DATA FOR THIS TASK |
----

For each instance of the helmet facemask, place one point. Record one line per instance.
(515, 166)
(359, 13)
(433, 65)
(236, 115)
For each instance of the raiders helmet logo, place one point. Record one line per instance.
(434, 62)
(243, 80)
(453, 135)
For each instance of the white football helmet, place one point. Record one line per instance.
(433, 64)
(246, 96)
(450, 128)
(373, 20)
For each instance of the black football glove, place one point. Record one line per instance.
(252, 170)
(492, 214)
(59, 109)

----

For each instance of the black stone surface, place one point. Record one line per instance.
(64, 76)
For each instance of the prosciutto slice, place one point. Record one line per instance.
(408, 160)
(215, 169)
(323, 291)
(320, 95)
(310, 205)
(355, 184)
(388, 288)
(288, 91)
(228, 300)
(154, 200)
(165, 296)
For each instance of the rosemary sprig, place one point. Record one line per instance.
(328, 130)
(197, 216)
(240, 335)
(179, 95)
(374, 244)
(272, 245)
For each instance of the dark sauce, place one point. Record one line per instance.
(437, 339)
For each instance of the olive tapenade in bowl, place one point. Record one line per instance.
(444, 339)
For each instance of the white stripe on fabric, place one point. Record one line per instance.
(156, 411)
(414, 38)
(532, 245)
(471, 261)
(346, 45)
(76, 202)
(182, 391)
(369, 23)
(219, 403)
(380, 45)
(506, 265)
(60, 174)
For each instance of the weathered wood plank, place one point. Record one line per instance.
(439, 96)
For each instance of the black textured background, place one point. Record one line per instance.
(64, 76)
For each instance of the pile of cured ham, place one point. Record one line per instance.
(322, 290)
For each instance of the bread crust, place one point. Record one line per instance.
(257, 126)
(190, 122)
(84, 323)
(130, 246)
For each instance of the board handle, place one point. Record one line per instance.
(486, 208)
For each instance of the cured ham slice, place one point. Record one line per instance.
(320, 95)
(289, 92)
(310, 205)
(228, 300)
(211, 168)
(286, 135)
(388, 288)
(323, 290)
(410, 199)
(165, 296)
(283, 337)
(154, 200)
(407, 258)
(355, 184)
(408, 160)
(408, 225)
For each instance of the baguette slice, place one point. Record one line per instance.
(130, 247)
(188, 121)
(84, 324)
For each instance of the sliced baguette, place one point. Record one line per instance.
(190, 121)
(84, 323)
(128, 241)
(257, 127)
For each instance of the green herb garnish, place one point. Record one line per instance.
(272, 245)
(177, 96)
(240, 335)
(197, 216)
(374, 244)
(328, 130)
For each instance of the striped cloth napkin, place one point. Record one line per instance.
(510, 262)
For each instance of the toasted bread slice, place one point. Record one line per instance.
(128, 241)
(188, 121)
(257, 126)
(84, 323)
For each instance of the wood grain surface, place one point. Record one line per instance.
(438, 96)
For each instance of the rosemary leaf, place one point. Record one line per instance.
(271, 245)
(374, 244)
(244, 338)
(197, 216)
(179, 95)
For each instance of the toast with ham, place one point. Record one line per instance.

----

PROBLEM STATEMENT | Lay out the lines of the records above as a JSON list of strings, one string per line and no blank lines, starting from the line with "For each instance of the weathered" and running up to and including the line with "For each instance of the toast with".

RESULT OF THIS TASK |
[
  "For each instance of the weathered wood plank, place one point. Record one line per instance.",
  "(439, 96)",
  "For each instance of the black textured background, place one point. Record one line per instance.",
  "(64, 76)",
  "For each instance of the pile of cured ham, place one point. Record one line per instance.",
  "(322, 290)",
  "For each instance of the bread crust, place one point. Record one line per instance.",
  "(257, 126)",
  "(190, 122)",
  "(84, 323)",
  "(130, 246)",
  "For each instance of the board handle, place one point. Record one line per instance.",
  "(486, 208)",
  "For each instance of the cured ham slice, place one point. Record one line per instance.",
  "(320, 95)",
  "(289, 92)",
  "(310, 205)",
  "(228, 300)",
  "(211, 168)",
  "(286, 135)",
  "(388, 288)",
  "(323, 290)",
  "(410, 199)",
  "(165, 296)",
  "(283, 337)",
  "(154, 200)",
  "(407, 258)",
  "(355, 184)",
  "(408, 160)",
  "(408, 225)",
  "For each instance of the baguette slice, place one point. Record one line per instance.",
  "(130, 247)",
  "(188, 121)",
  "(84, 324)",
  "For each instance of the sliced baguette, place one point. Record one line per instance.",
  "(190, 121)",
  "(84, 323)",
  "(128, 241)",
  "(257, 127)",
  "For each instance of the green herb garnish, place one point. Record one line per instance.",
  "(272, 245)",
  "(177, 96)",
  "(240, 335)",
  "(197, 216)",
  "(374, 244)",
  "(328, 130)",
  "For each instance of the striped cloth napkin, place one point. Record one line per instance.",
  "(510, 262)",
  "For each instance of the toasted bread slice, place one point. Record one line per instance.",
  "(128, 241)",
  "(188, 121)",
  "(257, 126)",
  "(84, 323)",
  "For each instance of the wood grain surface, place one point. Record one line per instance.",
  "(438, 96)",
  "For each instance of the rosemary leaf, place one point. Record one line per instance.",
  "(271, 245)",
  "(374, 244)",
  "(244, 338)",
  "(197, 216)",
  "(179, 95)",
  "For each instance of the toast with ham, place one point. Record one line per instance."
]